*Source passage*
╭──
The Plaintiffs avers that they purchased land parcel I.R No. 39181, the suit property, that measures 5.339 Ha. from one Richard Ruoro Waguru on the 1st November 1993, and are therefore the registered owners thereof. That in July 2014, the Defendant forcefully entered onto a portion of the land, constructed a pit latrine and deposited materials in readiness for construction without their permission or authority. That the Defendant’s actions were illegal and their prayers should be granted.
2. The Defendant opposed the Plaintiffs’ claim through his filed statement of defence and counterclaim dated the 15th September, 2014 as amended on the 14th March, 2018 pursuant to the leave granted on the 7th March 2018. The Defendant avers that the suit land is land parcel. R No. 8451/21, and is a portion of IR 39181/1. That the land had been bought by the family of James Mwangi alias Jimmy Mwangi in 1991 who lived on it with his family until 1992, when they relocated to Eldoret due to the tribal clashes. That the Plaintiffs are wife and children to the said James Mwangi. That the sale agreement of 1st November 1993 is falsified as the 1st and 3rd Plaintiffs were minors then. That in 1994 he entered into a sale agreement with James Mwangi under which the defendant was to buy the suit land measuring 5.339 hectares at Kshs. 200,000 per acre. The purchase price was to be paid in instalments. That the permanent house thereon was valued at Kshs. 2,000,000 for purposes of the sale. That on the 5th May 2010 the said vendor offered to sell the house and four (4) acres of land at Kshs. 2,750,000, but after further discussions and taking into account the Kshs. 1,300,000 Defendant had by then paid, and the length of time he had been in possession and the developments he had undertaken, they agreed that the vendor to retain the permanent house and seven (7) acres of the land, while the Defendant was to get six (6) acres. That the Plaintiffs’ family then sold four (4) acres of their seven (7) acres to one Jackline Ohanga. That the Plaintiffs then resorted to asking the Defendant to vacate from the six (6) acres land claiming there was no sale agreement. That his entry onto the suit land in 2014 was lawful as it was pursuant to the sale agreement with James Mwangi, the husband to the 2nd Plaintiff, and father to the 1st and 3rd Plaintiffs. The Defendant therefore prays for the Plaintiffs suit to be dismissed with costs and judgment be entered in his favour in terms of his counterclaim as follows;
a. “A declaration that the Plaintiff (John Tirop) is the proprietor of 6 acres comprised in land parcel I.R. 39181 (LR 8451/21).
╰──
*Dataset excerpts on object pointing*
╭──
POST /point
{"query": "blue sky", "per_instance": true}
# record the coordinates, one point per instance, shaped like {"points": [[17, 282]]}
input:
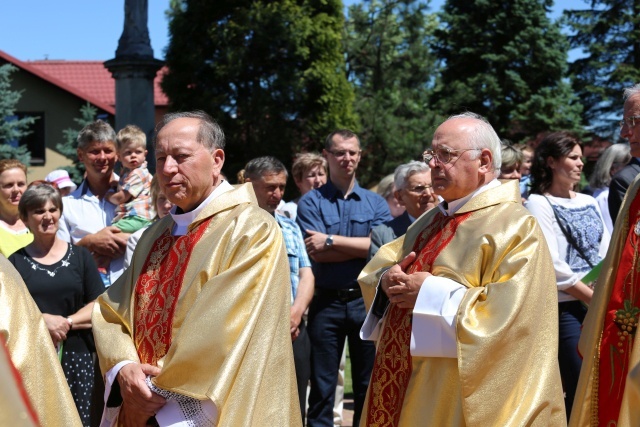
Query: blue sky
{"points": [[90, 29]]}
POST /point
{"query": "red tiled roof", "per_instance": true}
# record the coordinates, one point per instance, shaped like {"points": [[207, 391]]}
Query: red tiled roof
{"points": [[109, 108], [88, 80], [92, 77]]}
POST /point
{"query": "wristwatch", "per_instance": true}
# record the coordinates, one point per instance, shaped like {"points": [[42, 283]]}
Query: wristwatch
{"points": [[329, 241]]}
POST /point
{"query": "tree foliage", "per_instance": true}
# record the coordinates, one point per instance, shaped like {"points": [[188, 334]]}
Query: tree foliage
{"points": [[508, 62], [392, 67], [609, 36], [69, 146], [271, 72], [12, 129]]}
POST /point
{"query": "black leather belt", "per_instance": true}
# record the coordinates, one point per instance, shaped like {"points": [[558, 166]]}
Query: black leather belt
{"points": [[344, 295]]}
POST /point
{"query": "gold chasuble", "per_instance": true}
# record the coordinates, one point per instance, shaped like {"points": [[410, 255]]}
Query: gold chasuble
{"points": [[212, 310], [609, 387], [506, 372], [33, 355]]}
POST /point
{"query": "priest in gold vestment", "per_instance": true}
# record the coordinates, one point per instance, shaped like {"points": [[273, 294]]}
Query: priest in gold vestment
{"points": [[32, 354], [464, 306], [197, 329], [609, 386]]}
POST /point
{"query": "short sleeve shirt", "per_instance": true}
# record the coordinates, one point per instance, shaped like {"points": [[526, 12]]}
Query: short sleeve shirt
{"points": [[326, 210], [138, 183], [296, 251]]}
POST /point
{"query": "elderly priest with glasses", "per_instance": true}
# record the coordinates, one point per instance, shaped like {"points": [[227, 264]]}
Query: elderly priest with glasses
{"points": [[464, 307]]}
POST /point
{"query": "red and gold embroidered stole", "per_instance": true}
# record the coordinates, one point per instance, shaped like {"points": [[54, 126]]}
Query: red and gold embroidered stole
{"points": [[392, 366], [620, 323], [157, 290]]}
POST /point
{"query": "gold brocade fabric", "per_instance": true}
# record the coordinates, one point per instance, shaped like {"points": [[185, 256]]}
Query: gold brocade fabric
{"points": [[230, 332], [32, 353], [506, 373], [583, 411]]}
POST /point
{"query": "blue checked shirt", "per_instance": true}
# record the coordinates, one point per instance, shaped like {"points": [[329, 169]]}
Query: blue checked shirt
{"points": [[296, 251]]}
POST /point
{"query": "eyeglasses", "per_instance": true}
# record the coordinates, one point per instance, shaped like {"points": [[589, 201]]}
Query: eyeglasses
{"points": [[443, 155], [342, 153], [419, 189], [629, 121]]}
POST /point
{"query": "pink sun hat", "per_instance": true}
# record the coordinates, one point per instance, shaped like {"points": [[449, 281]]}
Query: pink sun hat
{"points": [[61, 178]]}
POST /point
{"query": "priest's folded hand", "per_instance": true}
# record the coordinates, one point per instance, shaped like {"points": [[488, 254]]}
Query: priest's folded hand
{"points": [[395, 274], [405, 293], [139, 403]]}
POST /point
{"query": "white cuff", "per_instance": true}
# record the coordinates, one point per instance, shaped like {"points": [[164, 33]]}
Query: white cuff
{"points": [[433, 331], [372, 326]]}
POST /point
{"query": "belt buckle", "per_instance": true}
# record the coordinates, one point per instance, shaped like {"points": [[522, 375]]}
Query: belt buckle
{"points": [[343, 295]]}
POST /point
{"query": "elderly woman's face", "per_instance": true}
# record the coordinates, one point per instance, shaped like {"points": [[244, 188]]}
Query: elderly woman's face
{"points": [[44, 219], [567, 169], [13, 182]]}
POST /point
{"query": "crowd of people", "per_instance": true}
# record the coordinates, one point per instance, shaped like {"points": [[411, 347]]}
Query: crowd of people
{"points": [[478, 286]]}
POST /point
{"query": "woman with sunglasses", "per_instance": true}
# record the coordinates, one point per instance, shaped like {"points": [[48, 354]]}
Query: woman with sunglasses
{"points": [[577, 238]]}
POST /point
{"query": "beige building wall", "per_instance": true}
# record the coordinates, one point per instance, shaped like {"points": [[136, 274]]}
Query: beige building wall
{"points": [[60, 108]]}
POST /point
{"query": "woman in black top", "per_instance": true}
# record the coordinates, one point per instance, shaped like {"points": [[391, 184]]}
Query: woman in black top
{"points": [[64, 282]]}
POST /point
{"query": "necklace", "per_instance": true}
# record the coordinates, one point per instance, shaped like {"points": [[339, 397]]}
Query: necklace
{"points": [[63, 263]]}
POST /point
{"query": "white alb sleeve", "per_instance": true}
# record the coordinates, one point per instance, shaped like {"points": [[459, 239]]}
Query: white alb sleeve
{"points": [[433, 331]]}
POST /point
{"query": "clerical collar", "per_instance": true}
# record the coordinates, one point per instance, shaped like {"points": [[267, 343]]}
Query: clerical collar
{"points": [[183, 220], [452, 207]]}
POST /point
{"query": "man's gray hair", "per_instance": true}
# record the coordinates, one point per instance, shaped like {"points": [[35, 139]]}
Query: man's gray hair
{"points": [[404, 171], [98, 131], [267, 165], [630, 91], [483, 136], [210, 134]]}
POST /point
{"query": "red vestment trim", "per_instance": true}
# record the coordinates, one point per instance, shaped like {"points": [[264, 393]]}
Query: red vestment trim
{"points": [[392, 366], [157, 290], [619, 328]]}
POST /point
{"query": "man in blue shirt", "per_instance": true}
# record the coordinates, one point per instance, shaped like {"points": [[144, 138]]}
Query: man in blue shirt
{"points": [[337, 219], [269, 178]]}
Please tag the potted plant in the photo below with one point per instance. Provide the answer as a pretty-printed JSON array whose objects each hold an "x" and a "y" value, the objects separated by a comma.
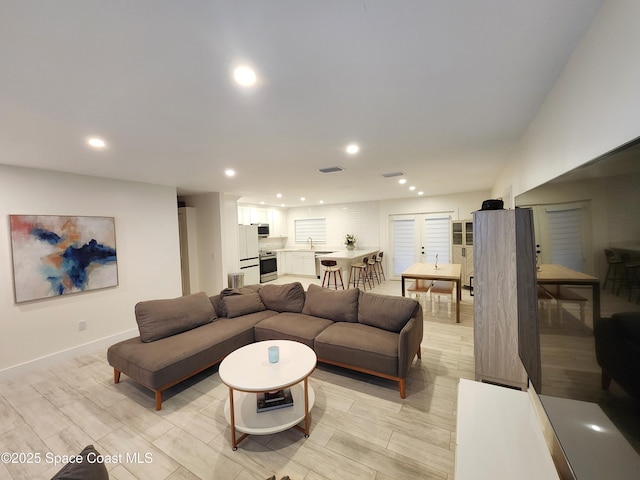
[{"x": 350, "y": 241}]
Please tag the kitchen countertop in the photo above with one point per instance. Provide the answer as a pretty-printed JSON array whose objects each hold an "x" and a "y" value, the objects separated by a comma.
[{"x": 349, "y": 254}]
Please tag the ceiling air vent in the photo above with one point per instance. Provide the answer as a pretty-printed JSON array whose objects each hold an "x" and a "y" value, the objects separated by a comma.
[{"x": 331, "y": 169}]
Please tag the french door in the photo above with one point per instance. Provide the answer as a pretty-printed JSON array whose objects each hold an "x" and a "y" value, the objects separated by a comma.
[{"x": 419, "y": 238}]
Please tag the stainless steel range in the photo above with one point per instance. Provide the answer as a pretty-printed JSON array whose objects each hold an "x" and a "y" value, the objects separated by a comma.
[{"x": 268, "y": 266}]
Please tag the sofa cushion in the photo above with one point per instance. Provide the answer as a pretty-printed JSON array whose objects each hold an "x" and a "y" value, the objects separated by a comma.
[
  {"x": 384, "y": 311},
  {"x": 162, "y": 318},
  {"x": 87, "y": 468},
  {"x": 161, "y": 363},
  {"x": 291, "y": 326},
  {"x": 237, "y": 305},
  {"x": 360, "y": 346},
  {"x": 336, "y": 305},
  {"x": 283, "y": 298}
]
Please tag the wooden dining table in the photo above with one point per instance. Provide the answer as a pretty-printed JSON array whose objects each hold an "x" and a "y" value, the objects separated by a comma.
[
  {"x": 431, "y": 271},
  {"x": 552, "y": 274}
]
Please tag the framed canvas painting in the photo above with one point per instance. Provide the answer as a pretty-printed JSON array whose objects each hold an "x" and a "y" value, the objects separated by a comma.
[{"x": 60, "y": 255}]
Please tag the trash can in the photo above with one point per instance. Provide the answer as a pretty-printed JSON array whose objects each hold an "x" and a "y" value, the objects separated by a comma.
[{"x": 235, "y": 280}]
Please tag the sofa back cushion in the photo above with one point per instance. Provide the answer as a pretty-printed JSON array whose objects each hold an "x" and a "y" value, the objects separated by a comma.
[
  {"x": 384, "y": 311},
  {"x": 162, "y": 318},
  {"x": 237, "y": 305},
  {"x": 283, "y": 298},
  {"x": 336, "y": 305}
]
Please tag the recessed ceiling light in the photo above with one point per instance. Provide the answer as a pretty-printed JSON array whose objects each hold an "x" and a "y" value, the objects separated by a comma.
[
  {"x": 96, "y": 142},
  {"x": 244, "y": 76},
  {"x": 352, "y": 148}
]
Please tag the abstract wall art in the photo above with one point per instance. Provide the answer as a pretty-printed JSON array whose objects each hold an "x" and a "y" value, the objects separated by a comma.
[{"x": 59, "y": 255}]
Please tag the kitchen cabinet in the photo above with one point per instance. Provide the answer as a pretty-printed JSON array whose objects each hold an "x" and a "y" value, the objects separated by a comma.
[
  {"x": 462, "y": 248},
  {"x": 299, "y": 263},
  {"x": 277, "y": 223},
  {"x": 248, "y": 250},
  {"x": 283, "y": 266},
  {"x": 275, "y": 217},
  {"x": 505, "y": 293},
  {"x": 188, "y": 249}
]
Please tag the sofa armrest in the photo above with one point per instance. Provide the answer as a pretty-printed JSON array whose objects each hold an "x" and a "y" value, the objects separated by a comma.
[{"x": 409, "y": 342}]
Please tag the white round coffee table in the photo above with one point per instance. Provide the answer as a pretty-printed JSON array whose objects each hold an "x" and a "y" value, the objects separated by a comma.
[{"x": 247, "y": 372}]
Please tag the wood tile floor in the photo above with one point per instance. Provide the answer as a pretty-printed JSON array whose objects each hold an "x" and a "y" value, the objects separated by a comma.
[{"x": 361, "y": 428}]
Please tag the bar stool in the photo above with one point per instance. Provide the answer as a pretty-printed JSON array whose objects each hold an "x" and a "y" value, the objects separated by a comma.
[
  {"x": 439, "y": 288},
  {"x": 420, "y": 288},
  {"x": 379, "y": 268},
  {"x": 331, "y": 268},
  {"x": 358, "y": 272},
  {"x": 371, "y": 268},
  {"x": 614, "y": 261}
]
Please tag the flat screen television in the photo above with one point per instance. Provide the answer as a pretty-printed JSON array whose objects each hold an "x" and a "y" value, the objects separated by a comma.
[{"x": 561, "y": 344}]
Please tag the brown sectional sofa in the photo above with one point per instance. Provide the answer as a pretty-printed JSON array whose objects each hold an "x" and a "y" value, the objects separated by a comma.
[{"x": 376, "y": 334}]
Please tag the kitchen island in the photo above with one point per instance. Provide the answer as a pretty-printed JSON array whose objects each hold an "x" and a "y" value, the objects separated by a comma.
[{"x": 344, "y": 259}]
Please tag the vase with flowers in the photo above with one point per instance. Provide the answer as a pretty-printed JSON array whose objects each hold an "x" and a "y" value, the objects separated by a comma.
[{"x": 350, "y": 241}]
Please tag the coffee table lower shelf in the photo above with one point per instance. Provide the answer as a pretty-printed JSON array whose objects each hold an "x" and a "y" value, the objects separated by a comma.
[{"x": 248, "y": 421}]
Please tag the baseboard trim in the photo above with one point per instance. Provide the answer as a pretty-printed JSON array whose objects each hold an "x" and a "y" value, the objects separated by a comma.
[{"x": 50, "y": 360}]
╰──
*What to work on*
a. Decide whether each statement agrees with the land dispute passage. Answer yes or no for each, and quote the words from the passage that settle it.
(i) The Plaintiffs say they bought the suit property from Richard Ruoro Waguru on the 1st November 1993.
(ii) The Defendant says James Mwangi's family relocated to Nairobi in 1992.
(iii) The Defendant says the Plaintiffs' family sold four acres to Jackline Ohanga.
b. In the land dispute passage, what price per acre was the Defendant to pay for the suit land under the 1994 sale agreement?
c. Pick up the land dispute passage after its final sentence and continue it.

*Answer set*
a.
(i) Yes: "purchased land parcel I.R No. 39181, the suit property, that measures 5.339 Ha. from one Richard Ruoro Waguru on the 1st November 1993"
(ii) No: "relocated to Eldoret due to the tribal clashes"
(iii) Yes: "That the Plaintiffs’ family then sold four (4) acres of their seven (7) acres to one Jackline Ohanga."

b. Kshs. 200,000 per acre.

c.
b. An order for specific performance compelling the Defendants to surrender original Title Deed in respect of land parcel I.R. 39181 (LR 8451/21) and to carry out subdivision of land parcel number 8451/21 and to execute transfer forms and transfer 6 acres thereon to the Plaintiff.
c. In the alternative, a claim that the Plaintiff has been in peaceful, continuous, uninterrupted possession since 1994 and has acquired title to the said land by adverse possession.
d. Costs of the suit and costs of the counter-claim.”
3. The Defendant’s counterclaim is opposed by James Mwangi, the 4th Defendant thereof, through his filed statement of defence dated the 5th November, 2019 wherein avers that land parcel I.R No. 39181/1 (LR No. 8451/21) has never been registered in his name, but in the names of the Plaintiffs. He denied having ever entered into a sale agreement with the Defendant over the suit land in 1994, but knew that the Plaintiffs had allowed the Defendant to use the as a licensee until 2013 and therefore, he cannot claim to have acquired title under adverse possession. He therefore sought to have the counterclaim dismissed with costs.
4. That during the oral hearing, the 2nd, 3rd, and 1st Plaintiffs testified as PW1 to PW3 respectively, while the Defendant testified as DW1 and called Paul Lagat Kiplagat who testified as DW2. The 4th Defendant in the counterclaim testified as DW3.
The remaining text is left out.